Instruction.
Which lines in the material below contain the string "palm" with matching case? Copy each of those lines and leave out every other line.

(Data items)
^^^^

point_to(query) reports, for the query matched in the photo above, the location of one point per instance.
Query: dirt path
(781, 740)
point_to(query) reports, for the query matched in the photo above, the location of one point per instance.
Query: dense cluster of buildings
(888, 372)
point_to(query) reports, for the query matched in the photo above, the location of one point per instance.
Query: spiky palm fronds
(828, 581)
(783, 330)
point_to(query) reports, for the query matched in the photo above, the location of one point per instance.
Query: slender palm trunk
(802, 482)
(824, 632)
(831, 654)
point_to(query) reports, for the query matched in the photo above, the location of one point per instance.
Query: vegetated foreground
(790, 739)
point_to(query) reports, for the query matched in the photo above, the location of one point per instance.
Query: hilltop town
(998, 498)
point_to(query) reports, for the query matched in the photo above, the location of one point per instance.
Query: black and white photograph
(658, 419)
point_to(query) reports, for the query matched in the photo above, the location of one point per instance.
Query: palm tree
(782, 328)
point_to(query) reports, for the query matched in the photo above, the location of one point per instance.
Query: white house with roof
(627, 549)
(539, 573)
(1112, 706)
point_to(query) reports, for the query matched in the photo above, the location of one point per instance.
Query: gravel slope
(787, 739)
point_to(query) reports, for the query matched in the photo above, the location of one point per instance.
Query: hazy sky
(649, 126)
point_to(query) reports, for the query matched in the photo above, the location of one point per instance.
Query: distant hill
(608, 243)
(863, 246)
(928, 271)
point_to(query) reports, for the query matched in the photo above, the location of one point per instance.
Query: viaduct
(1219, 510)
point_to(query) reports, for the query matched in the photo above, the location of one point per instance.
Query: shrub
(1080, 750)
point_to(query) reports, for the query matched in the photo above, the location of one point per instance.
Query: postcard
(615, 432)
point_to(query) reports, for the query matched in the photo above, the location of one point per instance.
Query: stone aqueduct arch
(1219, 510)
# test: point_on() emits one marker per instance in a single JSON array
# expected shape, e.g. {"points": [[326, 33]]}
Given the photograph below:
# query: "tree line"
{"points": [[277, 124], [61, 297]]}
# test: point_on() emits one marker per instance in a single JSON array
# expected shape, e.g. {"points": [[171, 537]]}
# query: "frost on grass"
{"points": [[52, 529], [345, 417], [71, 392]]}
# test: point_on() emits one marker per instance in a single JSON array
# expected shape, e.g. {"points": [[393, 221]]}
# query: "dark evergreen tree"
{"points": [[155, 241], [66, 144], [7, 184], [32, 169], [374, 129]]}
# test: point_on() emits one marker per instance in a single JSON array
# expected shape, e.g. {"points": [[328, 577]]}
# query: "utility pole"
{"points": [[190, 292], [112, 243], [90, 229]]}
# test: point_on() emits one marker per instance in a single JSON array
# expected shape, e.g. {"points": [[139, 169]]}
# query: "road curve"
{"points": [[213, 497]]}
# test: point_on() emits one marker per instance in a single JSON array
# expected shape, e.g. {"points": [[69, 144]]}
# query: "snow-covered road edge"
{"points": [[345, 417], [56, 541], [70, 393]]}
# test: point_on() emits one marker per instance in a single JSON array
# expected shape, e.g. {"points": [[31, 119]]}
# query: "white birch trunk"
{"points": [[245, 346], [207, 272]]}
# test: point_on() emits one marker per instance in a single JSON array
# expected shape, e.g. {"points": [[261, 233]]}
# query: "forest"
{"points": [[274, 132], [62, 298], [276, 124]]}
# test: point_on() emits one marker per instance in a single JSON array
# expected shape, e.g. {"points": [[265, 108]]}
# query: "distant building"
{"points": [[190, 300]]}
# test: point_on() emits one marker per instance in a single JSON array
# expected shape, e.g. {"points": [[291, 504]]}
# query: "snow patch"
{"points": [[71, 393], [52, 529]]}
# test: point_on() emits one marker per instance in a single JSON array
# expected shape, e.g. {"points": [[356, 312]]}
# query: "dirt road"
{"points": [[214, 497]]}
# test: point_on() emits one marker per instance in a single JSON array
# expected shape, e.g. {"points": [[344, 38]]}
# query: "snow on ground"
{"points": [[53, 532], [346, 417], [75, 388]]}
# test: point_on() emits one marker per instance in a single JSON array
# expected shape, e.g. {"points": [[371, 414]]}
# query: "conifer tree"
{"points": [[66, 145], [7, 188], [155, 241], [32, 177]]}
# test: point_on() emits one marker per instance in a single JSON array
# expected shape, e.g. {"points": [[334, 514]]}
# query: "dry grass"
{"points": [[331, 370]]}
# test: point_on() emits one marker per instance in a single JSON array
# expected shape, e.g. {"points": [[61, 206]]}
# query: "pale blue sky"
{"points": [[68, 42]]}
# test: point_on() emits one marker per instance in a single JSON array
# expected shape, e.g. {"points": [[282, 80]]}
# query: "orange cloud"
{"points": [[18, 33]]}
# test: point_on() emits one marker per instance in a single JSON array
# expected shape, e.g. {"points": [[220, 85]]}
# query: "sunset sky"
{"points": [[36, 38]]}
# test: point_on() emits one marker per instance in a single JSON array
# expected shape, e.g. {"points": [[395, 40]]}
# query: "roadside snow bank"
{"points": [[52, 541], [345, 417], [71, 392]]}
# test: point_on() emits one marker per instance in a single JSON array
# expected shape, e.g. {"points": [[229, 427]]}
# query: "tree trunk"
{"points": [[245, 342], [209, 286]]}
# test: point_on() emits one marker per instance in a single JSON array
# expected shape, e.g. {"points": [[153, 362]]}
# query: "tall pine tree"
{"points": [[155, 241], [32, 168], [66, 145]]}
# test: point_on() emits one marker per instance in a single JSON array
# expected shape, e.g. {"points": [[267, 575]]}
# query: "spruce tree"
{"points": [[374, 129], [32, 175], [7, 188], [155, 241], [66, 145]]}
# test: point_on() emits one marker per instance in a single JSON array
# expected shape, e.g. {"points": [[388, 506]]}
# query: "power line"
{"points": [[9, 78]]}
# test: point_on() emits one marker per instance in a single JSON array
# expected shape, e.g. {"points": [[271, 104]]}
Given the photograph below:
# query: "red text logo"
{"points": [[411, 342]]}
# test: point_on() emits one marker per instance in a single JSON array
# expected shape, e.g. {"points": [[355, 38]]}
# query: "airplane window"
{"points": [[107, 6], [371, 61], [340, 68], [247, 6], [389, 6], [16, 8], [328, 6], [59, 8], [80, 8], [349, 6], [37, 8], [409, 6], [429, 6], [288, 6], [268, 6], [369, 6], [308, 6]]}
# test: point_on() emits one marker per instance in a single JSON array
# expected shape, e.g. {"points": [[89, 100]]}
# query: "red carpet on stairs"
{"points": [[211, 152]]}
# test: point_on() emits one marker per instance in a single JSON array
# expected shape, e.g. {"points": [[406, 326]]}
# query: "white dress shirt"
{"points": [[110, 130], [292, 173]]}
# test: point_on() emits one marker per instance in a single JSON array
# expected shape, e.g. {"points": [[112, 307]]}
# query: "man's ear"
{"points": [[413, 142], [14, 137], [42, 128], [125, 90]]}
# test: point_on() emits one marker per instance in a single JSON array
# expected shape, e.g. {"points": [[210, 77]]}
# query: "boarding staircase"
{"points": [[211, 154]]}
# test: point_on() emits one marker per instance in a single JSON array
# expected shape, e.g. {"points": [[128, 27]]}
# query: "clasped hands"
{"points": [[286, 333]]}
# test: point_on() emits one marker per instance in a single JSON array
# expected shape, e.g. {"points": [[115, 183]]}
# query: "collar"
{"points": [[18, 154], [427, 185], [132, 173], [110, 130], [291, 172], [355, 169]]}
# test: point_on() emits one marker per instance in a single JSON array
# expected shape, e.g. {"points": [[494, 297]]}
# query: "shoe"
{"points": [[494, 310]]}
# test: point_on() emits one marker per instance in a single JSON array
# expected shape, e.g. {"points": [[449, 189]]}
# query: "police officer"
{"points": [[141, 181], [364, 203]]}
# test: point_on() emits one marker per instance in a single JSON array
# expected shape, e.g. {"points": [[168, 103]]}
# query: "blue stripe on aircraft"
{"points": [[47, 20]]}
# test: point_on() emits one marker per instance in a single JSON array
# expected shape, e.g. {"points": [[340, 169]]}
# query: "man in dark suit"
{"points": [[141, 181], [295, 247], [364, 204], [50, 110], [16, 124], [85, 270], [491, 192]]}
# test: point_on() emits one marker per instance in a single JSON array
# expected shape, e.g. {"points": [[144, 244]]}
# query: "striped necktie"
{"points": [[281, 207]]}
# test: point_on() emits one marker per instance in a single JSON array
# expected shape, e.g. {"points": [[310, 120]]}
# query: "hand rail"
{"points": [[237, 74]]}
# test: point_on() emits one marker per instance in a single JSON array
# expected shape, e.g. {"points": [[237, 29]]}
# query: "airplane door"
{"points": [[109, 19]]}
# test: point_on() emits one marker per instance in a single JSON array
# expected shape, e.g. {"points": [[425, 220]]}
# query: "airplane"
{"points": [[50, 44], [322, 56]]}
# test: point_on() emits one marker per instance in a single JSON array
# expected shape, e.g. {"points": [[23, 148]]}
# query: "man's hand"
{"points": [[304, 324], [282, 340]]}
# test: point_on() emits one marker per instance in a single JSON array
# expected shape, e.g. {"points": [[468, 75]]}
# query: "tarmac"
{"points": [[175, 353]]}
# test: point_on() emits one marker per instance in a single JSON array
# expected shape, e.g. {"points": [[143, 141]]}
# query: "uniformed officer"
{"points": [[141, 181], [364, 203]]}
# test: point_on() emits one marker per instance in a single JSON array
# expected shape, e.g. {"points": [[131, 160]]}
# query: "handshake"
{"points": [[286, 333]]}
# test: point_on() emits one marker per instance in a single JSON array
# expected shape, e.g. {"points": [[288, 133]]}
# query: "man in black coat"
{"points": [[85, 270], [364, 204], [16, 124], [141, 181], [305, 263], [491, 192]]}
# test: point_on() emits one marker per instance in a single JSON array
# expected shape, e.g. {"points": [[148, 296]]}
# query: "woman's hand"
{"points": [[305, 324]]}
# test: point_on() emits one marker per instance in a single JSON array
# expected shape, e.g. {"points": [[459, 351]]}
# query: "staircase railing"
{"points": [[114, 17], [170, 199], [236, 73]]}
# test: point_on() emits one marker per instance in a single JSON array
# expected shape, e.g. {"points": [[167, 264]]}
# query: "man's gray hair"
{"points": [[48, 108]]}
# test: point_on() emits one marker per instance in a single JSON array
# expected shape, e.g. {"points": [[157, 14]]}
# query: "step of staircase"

^^^^

Written response.
Query: spiky palm fronds
Query: slender palm trunk
Query: palm tree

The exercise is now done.